(Collected data)
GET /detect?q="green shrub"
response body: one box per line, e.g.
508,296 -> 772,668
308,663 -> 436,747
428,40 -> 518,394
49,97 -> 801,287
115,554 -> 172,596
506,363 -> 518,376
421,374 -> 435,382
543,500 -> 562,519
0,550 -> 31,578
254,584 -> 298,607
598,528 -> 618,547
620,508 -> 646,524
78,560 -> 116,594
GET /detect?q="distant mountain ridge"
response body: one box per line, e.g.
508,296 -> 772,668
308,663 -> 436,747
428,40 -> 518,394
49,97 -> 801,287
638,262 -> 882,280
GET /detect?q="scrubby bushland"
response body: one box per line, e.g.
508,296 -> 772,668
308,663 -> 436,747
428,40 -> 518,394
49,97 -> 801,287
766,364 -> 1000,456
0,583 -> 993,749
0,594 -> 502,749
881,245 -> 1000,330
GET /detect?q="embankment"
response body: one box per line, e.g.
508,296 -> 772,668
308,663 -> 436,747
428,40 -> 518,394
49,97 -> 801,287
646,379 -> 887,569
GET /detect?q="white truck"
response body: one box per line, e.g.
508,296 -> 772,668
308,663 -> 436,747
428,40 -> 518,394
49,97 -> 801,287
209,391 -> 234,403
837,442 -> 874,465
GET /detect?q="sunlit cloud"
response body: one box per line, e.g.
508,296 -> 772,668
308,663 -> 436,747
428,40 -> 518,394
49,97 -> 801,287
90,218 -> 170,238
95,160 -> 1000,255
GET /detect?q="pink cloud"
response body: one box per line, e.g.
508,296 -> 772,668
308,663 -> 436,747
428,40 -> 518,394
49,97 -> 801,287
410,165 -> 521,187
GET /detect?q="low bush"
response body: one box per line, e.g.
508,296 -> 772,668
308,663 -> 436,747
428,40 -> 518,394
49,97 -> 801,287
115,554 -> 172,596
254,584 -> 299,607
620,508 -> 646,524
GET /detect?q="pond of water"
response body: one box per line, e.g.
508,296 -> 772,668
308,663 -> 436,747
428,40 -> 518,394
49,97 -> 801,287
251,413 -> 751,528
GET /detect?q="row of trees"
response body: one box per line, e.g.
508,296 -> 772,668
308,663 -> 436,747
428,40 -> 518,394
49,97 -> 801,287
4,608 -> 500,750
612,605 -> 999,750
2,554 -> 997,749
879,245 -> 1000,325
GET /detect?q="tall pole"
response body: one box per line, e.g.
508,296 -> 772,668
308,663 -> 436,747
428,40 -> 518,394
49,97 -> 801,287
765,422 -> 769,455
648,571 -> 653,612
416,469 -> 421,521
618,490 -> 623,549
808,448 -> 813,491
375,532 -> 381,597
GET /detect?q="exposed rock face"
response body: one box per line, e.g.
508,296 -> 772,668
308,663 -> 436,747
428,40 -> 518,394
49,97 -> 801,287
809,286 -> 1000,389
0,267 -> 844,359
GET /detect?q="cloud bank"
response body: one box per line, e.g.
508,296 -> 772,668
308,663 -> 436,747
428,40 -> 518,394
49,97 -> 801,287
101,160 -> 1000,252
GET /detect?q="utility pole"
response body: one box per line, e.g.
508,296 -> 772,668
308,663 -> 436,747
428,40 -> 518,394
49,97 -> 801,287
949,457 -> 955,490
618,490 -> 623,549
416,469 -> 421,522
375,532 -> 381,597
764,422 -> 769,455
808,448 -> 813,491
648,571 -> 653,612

[WHAT THIS TASK INVOLVES] The output should match the records above exactly, line for line.

[RESPONSE BELOW]
GET /detect?q="green shrub"
response body: one box per line, e.g.
508,296 -> 772,668
308,663 -> 436,747
428,40 -> 518,394
49,97 -> 801,287
115,554 -> 172,596
506,363 -> 518,376
421,374 -> 435,382
543,500 -> 562,519
0,550 -> 31,578
254,584 -> 298,607
598,528 -> 618,547
620,508 -> 646,524
78,560 -> 116,594
GET /detect?q="distant mountain ridge"
response body: one box per line, e.g.
508,296 -> 772,668
308,663 -> 436,747
428,40 -> 518,394
49,97 -> 801,287
638,262 -> 882,280
GET /detect?q="scrubby bushland"
response body: one box per line, e.g.
508,296 -> 772,668
308,663 -> 436,747
428,40 -> 518,394
49,97 -> 801,287
766,364 -> 1000,456
0,583 -> 993,749
0,594 -> 502,749
881,245 -> 1000,330
GET /detect?q="embankment"
response body: one box per line, e.g.
508,296 -> 772,668
308,663 -> 436,747
428,40 -> 518,394
49,97 -> 801,287
646,379 -> 887,569
GET /detect?q="white truck"
response body: one box per line, e.g.
508,296 -> 772,668
308,663 -> 436,747
428,40 -> 518,394
49,97 -> 801,287
209,391 -> 234,403
837,442 -> 874,465
GET /detect?q="sunlit cloud"
response body: one box per line, e.g.
508,296 -> 772,668
308,663 -> 436,747
428,40 -> 518,394
49,97 -> 801,287
90,218 -> 170,238
95,160 -> 1000,255
GET /detect?q="pink cloud"
response body: one box per line, e.g.
508,296 -> 772,668
308,663 -> 436,747
428,40 -> 518,394
49,97 -> 801,287
410,165 -> 521,187
GET /detect?q="low bush"
response body: one box per line, e.g.
508,296 -> 772,668
308,663 -> 436,747
428,40 -> 518,394
49,97 -> 801,287
115,554 -> 172,596
254,584 -> 299,607
620,508 -> 646,524
GET /detect?q="pond of water"
response body: one box per line, e.g.
508,296 -> 772,668
308,663 -> 436,747
428,40 -> 518,394
49,97 -> 801,287
251,413 -> 751,528
GET /detect?q="row of trees"
response body: one box per line, e.g.
508,296 -> 772,668
308,663 -> 436,747
428,40 -> 518,394
49,97 -> 801,287
4,608 -> 500,750
612,605 -> 999,750
2,554 -> 997,749
879,245 -> 1000,325
GET /detect?q="tall pole"
response body: one box per line, e.g.
508,296 -> 772,668
308,663 -> 436,747
428,40 -> 518,394
49,97 -> 801,287
765,422 -> 769,455
648,571 -> 653,612
416,469 -> 421,521
618,490 -> 623,549
808,448 -> 813,491
375,532 -> 381,597
GET /detect?q="exposed rock face"
response body: one box per line, e.g.
508,296 -> 772,668
308,663 -> 436,747
428,40 -> 518,394
49,97 -> 801,287
809,286 -> 1000,389
0,267 -> 844,359
GET /detect?q="cloud bank"
response body: one box per line, e.g.
508,296 -> 772,668
308,663 -> 436,747
428,40 -> 518,394
49,97 -> 801,287
101,160 -> 1000,252
GET /detect?q="utility pole"
response body: one box per line, e.g.
508,296 -> 772,668
308,663 -> 436,747
428,40 -> 518,394
49,97 -> 801,287
949,457 -> 955,490
618,490 -> 623,549
416,469 -> 421,522
375,532 -> 381,597
764,422 -> 769,455
808,448 -> 813,491
648,571 -> 653,612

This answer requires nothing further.